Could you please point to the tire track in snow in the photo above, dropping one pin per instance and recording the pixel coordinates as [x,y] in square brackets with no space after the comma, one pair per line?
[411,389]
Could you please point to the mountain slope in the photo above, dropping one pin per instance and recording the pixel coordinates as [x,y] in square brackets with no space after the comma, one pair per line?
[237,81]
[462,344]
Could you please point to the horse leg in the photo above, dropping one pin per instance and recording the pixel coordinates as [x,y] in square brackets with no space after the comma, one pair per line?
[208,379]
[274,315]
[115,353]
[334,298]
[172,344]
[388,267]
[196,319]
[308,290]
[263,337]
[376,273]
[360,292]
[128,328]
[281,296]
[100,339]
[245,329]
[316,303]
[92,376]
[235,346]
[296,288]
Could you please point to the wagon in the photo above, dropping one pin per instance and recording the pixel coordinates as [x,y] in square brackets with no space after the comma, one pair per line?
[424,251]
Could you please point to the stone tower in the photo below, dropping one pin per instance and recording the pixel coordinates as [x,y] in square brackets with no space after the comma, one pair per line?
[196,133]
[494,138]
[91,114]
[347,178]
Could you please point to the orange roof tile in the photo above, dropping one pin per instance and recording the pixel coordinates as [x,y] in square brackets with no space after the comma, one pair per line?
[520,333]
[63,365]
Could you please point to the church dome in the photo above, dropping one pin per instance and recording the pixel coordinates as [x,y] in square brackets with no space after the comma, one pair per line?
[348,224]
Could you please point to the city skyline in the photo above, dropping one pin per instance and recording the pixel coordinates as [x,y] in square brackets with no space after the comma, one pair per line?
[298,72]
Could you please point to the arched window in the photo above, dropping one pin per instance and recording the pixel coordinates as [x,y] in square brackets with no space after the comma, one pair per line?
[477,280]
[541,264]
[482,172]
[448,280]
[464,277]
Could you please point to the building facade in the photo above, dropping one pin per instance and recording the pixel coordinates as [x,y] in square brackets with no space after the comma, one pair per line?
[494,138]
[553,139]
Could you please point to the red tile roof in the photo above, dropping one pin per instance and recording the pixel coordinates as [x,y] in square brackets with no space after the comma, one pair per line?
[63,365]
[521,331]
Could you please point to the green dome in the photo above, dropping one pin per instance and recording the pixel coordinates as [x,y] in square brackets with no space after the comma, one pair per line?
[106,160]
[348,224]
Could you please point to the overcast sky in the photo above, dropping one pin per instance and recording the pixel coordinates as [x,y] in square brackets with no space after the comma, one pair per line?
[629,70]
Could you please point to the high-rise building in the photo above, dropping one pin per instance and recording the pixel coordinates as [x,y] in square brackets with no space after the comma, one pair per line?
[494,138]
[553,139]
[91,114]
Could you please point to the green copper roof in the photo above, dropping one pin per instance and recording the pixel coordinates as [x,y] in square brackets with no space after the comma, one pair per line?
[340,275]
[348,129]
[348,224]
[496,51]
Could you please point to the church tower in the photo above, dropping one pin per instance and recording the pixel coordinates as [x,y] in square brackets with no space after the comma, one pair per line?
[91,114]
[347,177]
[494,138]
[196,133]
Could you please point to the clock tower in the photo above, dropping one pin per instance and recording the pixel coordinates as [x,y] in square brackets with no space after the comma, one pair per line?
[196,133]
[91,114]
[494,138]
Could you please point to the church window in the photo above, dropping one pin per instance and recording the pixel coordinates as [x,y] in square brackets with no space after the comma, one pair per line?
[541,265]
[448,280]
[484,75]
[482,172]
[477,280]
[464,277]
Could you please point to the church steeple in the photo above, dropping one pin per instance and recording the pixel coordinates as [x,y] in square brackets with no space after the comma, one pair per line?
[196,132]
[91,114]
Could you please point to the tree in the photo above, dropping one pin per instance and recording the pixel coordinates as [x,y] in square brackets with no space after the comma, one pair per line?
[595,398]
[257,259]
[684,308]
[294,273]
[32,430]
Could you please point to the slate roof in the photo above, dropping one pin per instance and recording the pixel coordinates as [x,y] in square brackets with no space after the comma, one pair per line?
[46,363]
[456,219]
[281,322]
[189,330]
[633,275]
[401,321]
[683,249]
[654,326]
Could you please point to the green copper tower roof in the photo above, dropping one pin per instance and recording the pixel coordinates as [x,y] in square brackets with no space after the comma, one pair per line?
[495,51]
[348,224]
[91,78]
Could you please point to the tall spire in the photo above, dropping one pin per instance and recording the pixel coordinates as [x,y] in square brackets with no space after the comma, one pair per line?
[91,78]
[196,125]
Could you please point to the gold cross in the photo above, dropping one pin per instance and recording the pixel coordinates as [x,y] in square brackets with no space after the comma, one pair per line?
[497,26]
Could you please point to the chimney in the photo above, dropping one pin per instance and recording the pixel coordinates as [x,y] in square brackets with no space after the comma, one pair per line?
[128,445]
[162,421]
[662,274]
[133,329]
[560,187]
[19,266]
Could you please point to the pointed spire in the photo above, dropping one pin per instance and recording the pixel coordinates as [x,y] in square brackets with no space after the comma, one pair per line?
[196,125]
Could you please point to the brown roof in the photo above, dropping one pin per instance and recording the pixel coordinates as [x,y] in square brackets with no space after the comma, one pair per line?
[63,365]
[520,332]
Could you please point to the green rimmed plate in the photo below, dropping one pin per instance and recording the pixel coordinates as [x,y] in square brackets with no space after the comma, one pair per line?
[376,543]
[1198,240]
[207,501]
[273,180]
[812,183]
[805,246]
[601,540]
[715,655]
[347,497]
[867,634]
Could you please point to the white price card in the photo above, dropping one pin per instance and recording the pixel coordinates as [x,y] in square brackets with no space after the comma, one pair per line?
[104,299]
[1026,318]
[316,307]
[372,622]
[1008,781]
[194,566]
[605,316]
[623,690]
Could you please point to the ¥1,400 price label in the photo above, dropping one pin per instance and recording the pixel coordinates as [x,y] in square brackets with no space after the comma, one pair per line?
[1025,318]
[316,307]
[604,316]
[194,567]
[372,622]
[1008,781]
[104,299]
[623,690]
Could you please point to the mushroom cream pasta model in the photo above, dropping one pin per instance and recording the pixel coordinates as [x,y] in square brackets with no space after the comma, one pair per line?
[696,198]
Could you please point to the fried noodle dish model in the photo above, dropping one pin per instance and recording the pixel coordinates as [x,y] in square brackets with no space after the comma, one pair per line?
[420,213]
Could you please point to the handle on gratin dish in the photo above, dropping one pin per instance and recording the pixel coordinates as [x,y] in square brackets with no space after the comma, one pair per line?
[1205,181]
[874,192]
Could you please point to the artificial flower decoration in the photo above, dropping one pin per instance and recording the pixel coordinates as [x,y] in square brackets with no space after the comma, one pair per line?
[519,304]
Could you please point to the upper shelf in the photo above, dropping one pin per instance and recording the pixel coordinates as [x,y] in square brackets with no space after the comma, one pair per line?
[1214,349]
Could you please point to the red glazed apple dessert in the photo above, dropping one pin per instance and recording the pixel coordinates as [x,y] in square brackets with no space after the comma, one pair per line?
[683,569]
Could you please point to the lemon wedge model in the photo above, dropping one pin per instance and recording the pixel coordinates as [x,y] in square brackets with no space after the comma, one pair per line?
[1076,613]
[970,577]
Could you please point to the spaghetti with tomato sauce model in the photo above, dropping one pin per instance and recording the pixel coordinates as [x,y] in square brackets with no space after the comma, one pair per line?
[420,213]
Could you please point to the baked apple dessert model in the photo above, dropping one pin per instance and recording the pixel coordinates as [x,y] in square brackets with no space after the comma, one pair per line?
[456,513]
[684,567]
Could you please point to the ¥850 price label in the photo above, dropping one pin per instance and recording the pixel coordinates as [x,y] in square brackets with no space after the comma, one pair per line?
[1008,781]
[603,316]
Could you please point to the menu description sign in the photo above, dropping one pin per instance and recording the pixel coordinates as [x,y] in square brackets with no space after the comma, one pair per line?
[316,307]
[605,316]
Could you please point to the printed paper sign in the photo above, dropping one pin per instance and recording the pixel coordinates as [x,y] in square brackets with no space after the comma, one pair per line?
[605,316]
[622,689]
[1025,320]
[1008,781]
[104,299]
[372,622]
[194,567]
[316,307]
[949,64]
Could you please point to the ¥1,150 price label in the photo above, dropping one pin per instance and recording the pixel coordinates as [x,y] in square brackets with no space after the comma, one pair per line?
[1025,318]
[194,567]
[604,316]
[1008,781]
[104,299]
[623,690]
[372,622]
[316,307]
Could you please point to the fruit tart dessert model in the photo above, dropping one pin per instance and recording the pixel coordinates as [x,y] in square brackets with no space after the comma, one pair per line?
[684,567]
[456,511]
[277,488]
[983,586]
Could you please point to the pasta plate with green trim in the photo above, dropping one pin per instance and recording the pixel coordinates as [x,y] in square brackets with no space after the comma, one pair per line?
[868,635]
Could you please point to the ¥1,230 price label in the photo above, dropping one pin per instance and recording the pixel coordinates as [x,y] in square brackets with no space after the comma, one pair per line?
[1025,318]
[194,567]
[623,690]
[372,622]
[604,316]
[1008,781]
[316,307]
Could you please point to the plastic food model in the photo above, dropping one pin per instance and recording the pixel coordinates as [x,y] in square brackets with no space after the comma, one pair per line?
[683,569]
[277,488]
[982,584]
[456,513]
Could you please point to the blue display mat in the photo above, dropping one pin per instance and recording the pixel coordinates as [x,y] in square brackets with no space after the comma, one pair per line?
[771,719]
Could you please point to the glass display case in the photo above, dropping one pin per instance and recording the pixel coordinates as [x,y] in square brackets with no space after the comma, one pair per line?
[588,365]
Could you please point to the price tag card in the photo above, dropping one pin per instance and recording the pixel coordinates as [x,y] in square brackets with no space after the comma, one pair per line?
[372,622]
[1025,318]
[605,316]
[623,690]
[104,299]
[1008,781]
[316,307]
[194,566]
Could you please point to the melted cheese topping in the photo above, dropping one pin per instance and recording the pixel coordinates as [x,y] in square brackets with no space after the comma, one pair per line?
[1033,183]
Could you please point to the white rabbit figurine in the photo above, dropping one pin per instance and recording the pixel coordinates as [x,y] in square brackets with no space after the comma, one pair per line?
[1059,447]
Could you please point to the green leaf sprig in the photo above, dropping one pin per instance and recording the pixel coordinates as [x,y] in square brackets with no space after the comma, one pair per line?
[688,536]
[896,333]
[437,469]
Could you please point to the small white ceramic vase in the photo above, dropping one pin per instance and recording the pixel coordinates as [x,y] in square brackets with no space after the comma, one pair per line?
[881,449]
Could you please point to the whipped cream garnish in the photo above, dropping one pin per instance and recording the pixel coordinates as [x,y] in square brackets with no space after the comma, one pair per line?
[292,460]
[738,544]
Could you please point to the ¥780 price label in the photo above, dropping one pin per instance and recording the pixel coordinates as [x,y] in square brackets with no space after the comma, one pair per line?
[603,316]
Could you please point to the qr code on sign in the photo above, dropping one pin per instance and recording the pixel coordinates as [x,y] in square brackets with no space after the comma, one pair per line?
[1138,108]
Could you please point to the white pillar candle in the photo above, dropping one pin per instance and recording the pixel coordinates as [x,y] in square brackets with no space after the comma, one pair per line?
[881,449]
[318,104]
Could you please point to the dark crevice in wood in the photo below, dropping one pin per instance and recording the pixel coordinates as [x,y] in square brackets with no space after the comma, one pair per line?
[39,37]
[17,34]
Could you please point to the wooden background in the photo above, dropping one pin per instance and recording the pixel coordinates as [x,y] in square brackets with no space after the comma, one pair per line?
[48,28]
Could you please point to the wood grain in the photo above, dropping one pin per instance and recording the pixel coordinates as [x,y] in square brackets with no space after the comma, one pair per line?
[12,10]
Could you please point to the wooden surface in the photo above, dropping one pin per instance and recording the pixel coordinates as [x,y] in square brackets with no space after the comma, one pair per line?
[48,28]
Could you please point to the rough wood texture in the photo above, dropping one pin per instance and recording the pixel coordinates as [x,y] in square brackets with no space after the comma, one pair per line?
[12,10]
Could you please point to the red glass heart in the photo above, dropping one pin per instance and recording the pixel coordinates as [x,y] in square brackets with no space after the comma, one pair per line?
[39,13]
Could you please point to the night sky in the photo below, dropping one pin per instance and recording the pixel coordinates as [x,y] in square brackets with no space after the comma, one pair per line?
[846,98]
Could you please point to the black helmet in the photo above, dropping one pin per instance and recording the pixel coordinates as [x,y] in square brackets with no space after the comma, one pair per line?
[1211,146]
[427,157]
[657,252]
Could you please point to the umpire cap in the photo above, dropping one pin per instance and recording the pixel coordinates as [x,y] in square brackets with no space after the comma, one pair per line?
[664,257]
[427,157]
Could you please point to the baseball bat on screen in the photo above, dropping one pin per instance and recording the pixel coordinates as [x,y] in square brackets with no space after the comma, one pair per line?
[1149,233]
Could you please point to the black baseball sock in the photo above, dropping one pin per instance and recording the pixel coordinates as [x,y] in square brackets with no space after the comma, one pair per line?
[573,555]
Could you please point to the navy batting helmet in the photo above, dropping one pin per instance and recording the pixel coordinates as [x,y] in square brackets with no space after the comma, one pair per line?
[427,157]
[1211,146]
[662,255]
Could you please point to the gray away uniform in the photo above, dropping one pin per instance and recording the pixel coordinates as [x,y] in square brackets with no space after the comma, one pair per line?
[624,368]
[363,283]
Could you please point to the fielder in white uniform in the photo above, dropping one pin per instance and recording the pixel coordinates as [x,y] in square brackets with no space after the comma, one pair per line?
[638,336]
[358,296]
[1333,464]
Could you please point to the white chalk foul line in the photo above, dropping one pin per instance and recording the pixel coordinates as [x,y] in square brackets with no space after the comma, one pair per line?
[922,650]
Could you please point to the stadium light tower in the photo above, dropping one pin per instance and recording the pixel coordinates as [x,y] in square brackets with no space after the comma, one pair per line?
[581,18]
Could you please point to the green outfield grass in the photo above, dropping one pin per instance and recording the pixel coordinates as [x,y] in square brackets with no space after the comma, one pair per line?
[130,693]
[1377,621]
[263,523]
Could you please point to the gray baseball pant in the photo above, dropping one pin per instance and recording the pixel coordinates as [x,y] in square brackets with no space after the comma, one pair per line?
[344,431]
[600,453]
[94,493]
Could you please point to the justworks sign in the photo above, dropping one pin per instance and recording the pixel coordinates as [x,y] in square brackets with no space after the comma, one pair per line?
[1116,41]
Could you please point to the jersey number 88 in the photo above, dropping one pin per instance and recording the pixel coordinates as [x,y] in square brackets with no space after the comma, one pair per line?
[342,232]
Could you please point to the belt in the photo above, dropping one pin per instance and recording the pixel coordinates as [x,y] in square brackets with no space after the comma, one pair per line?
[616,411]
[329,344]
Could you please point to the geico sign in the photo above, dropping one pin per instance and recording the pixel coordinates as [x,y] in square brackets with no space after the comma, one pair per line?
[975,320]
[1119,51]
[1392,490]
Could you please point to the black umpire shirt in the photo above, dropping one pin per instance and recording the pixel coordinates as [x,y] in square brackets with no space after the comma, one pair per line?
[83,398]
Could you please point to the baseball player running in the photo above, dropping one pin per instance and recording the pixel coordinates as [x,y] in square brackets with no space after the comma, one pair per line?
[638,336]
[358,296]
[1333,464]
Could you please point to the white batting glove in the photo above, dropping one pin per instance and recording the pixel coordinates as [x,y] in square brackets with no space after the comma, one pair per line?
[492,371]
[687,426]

________________

◆ **Stated exercise**
Transcribe, word for word, every line from the one containing "Could you please point to the belt" through the final line of the entries, and nothing else.

◆ **Written response**
Could you please point to the belt in the photo above, dropping one pin per instance and recording the pixel coordinates as [x,y] in square brackets with no space after the comma, one pair per line?
[616,411]
[329,344]
Could you please point to the geico sign in the photo above, dropping one pin per instance and recording the pixel coordinates as [x,y] in square brackets with no space after the comma, one pair per line?
[975,320]
[1119,51]
[1392,490]
Could you please point to the black umpire shirt in the photo above, dropping one pin per instance and recording the pixel coordinates as [x,y] in square brackets with no space after the comma, one pair per line?
[83,398]
Could you please point to the baseball player running in the photo above, dropping one pin per instance and recording the pixel coordinates as [x,y] in square brackets with no space after the comma, one pair per line?
[638,336]
[358,296]
[1333,464]
Could you please point to the white batting glove in the photo above, dropping one pin per instance and recording the pixel coordinates as [x,y] in square brackets with no space after the comma, one pair per line?
[492,371]
[687,426]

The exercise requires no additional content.